Problem requirements
The answer must consist of the entries, copied exactly and in full.

Records shown
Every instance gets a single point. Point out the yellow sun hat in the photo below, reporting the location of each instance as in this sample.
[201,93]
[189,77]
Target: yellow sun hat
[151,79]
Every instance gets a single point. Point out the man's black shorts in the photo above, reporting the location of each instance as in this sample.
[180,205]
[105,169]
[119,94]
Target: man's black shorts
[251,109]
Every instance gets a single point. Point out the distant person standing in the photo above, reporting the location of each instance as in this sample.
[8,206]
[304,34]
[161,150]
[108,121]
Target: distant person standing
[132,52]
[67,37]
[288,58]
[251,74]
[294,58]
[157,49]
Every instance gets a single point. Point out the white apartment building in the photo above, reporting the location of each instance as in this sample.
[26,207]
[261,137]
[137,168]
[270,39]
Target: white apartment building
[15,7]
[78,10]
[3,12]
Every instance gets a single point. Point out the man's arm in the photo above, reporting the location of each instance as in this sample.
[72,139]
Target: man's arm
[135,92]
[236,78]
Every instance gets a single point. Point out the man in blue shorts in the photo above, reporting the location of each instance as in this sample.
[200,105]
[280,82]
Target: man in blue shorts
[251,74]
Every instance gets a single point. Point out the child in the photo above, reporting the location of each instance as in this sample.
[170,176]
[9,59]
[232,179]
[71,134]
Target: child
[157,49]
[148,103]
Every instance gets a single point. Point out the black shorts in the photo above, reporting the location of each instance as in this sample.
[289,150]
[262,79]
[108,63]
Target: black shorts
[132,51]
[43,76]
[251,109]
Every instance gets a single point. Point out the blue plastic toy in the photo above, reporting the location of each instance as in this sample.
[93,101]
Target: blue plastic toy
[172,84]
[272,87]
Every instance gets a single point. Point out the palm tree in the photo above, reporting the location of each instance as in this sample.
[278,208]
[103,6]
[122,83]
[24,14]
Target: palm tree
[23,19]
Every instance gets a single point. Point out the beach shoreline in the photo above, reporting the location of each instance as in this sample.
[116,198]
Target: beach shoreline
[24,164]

Answer to this task
Every instance gets a single point. Point out the yellow sun hat in the photo below, reporting the location of each instance as in this sample.
[201,93]
[189,77]
Target: yellow sun hat
[151,79]
Every instance gets a single point. Point out the man's black shorts in the photo above, reporting the location of each instance as in this sample.
[180,205]
[105,169]
[119,94]
Target: man's black shorts
[251,109]
Every instance gets a single point. Point out the distant person standing in the photo above, reporting the location of each instance as in this sample.
[8,206]
[304,34]
[161,150]
[108,121]
Target: distant person standing
[132,52]
[67,37]
[288,58]
[251,74]
[294,58]
[157,49]
Every instance gets a single point. Point out the white apartment building in the photo above, reporting the location of each instance as in this sample.
[26,207]
[261,137]
[137,168]
[270,39]
Target: white apartment building
[15,7]
[78,10]
[3,12]
Every instance gets a single point. Point out the man's arm in the photo above, reporting the location of each instance as in this sample.
[72,139]
Target: man's arm
[135,92]
[236,78]
Every instance gets a single point. Point out the man in blue shorts in the photo above, reporting the location of each instance as in this sample.
[200,105]
[280,82]
Target: man in blue shorts
[251,74]
Every instance gets a single point. Point out the child in the photo above, reporting the location of each instance as in this sample.
[170,176]
[9,59]
[232,179]
[71,134]
Target: child
[157,49]
[148,103]
Every instance gets a single point. Point out the black shorts in the photo above, reporting the location of each instance as in this sample.
[289,150]
[262,79]
[108,63]
Target: black shorts
[132,51]
[43,76]
[251,109]
Every instance gets a single point. Point out the blue plastic toy in the photo above, reporting the location of each instance as in this sample.
[93,101]
Target: blue plastic toy
[172,84]
[272,87]
Every instance gets a single point. Point out the palm tree in the photo above, reporting the location of each instance as in this sample.
[278,208]
[103,6]
[122,83]
[24,14]
Target: palm tree
[23,19]
Every instance gets a single point. Point out the beach shoreline in the photo above, reporting the location of each instance as in this sample.
[116,198]
Target: beach shoreline
[24,164]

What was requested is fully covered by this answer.